> _Provided passage_
-- Start --

Truth In Satire

Secret Service Employs Five Body Doubles For Donald Trump As Death Threats Mount

Agency says political decoys are needed to guarantee the safety of the president in a variety of dangerous situations

Former London Mayor Boris Johnson will be playing the role of Mr. Trump on windy days at political events. (Credit: www.esquire.co.uk)

Randolf Alles, Director of U.S. Secret Service, says the agency has begun to use body doubles for Donald Trump as threats against the widely disliked president have increased exponentially in recent months.

A caterpillar (at right) with an uncanny likeness to Mr. Trump will be used when the president is walking across the White House lawn to Marine One. (Credit: www.time.com)

“It’s gotten to the point where we either keep the president under lock and key in the White House or we bring in lookalikes as decoys during public appearances,” said Director Alles. “To be honest, there are so many dead ringers out there for Mr. Trump, even I was fooled a number of times.”

An exotic caterpillar with hair the same color and worn in the same style as the president has been hired to play Mr. Trump anytime he is standing or walking on grass. The Secret Service believes the rare breed of caterpillar has already thwarted one attack against Mr. Trump during an NRA picnic in rural Texas.

-- End --

> _Exercise prompt_
Answer these questions about the satire piece above:
1. How many body doubles does the headline say the Secret Service employs for Donald Trump?
2. Who is named as Director of the U.S. Secret Service?
3. At what event does the Secret Service believe the caterpillar has already thwarted an attack?

> _Data listing_
-- Start --

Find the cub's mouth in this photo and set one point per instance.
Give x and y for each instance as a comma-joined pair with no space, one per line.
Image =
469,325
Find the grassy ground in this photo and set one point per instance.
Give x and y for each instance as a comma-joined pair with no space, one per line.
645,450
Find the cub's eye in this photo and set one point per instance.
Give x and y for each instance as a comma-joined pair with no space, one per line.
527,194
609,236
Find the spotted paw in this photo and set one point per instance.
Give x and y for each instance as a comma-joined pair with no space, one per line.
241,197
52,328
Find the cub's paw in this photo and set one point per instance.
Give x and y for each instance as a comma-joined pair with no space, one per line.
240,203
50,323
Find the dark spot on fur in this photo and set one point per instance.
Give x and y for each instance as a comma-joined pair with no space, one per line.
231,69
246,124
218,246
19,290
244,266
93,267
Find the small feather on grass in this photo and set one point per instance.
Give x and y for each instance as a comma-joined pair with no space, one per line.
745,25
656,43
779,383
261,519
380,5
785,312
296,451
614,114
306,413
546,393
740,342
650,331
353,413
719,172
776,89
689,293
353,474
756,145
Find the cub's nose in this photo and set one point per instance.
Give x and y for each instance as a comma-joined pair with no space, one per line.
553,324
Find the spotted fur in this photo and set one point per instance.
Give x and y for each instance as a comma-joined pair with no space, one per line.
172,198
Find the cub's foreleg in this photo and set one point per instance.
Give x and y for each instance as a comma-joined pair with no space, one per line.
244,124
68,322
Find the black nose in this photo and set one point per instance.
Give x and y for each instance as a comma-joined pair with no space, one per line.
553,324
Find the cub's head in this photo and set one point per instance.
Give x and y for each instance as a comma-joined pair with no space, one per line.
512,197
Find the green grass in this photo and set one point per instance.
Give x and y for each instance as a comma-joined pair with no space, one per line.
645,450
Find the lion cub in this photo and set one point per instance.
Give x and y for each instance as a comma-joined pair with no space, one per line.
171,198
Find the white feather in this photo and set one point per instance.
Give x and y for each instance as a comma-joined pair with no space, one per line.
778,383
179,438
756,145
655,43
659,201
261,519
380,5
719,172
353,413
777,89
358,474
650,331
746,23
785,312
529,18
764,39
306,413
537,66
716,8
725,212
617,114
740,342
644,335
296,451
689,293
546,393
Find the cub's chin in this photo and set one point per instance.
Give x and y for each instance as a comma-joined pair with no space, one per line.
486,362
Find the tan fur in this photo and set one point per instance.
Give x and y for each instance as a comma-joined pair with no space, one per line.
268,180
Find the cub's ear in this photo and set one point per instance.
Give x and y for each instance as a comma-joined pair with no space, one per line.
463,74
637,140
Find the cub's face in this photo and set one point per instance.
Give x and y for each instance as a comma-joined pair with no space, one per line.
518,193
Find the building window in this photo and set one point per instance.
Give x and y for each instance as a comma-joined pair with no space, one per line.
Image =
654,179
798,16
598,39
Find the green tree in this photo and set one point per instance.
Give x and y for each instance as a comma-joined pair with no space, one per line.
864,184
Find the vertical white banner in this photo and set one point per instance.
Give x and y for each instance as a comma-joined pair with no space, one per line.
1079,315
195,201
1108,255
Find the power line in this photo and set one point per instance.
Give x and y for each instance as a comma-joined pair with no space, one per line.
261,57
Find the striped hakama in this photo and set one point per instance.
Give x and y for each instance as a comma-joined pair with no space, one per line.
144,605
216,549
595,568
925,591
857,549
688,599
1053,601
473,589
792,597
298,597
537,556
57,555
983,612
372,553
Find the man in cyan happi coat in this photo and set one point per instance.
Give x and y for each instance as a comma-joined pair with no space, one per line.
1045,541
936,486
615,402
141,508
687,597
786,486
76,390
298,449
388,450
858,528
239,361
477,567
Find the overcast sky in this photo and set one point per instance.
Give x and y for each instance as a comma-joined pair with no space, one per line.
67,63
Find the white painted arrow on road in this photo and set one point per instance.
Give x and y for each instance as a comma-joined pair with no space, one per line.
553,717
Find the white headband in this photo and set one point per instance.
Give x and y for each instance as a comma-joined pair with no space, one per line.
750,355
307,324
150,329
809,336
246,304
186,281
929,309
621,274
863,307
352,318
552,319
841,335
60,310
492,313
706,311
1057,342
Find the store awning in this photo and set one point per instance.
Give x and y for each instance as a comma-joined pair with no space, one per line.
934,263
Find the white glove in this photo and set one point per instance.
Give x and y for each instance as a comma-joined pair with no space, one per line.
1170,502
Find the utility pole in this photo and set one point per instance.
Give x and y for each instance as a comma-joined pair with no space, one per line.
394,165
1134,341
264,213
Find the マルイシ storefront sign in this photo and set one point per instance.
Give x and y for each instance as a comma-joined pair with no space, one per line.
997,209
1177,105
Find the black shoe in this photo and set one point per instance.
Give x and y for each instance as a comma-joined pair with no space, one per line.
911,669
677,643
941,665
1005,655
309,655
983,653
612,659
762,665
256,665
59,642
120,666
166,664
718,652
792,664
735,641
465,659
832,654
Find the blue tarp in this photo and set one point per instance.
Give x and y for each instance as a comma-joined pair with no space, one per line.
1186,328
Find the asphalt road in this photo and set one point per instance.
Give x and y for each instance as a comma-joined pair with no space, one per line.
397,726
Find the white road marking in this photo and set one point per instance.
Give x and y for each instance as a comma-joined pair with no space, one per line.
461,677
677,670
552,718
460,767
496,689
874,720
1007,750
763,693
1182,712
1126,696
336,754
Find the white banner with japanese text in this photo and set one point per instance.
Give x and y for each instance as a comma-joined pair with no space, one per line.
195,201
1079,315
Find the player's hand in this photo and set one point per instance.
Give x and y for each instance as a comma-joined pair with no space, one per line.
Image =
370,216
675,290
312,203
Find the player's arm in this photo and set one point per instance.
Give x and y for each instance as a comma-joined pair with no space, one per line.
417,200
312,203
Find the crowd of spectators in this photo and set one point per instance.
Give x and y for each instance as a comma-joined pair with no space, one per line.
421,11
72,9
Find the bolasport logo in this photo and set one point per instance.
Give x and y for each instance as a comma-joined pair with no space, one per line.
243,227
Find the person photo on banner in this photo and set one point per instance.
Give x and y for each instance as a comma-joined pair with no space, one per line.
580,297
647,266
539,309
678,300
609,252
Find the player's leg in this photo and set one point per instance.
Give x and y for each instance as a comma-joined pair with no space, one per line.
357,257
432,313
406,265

-- End --

> _Result of this task_
1. Five.
2. Randolf Alles.
3. An NRA picnic in rural Texas.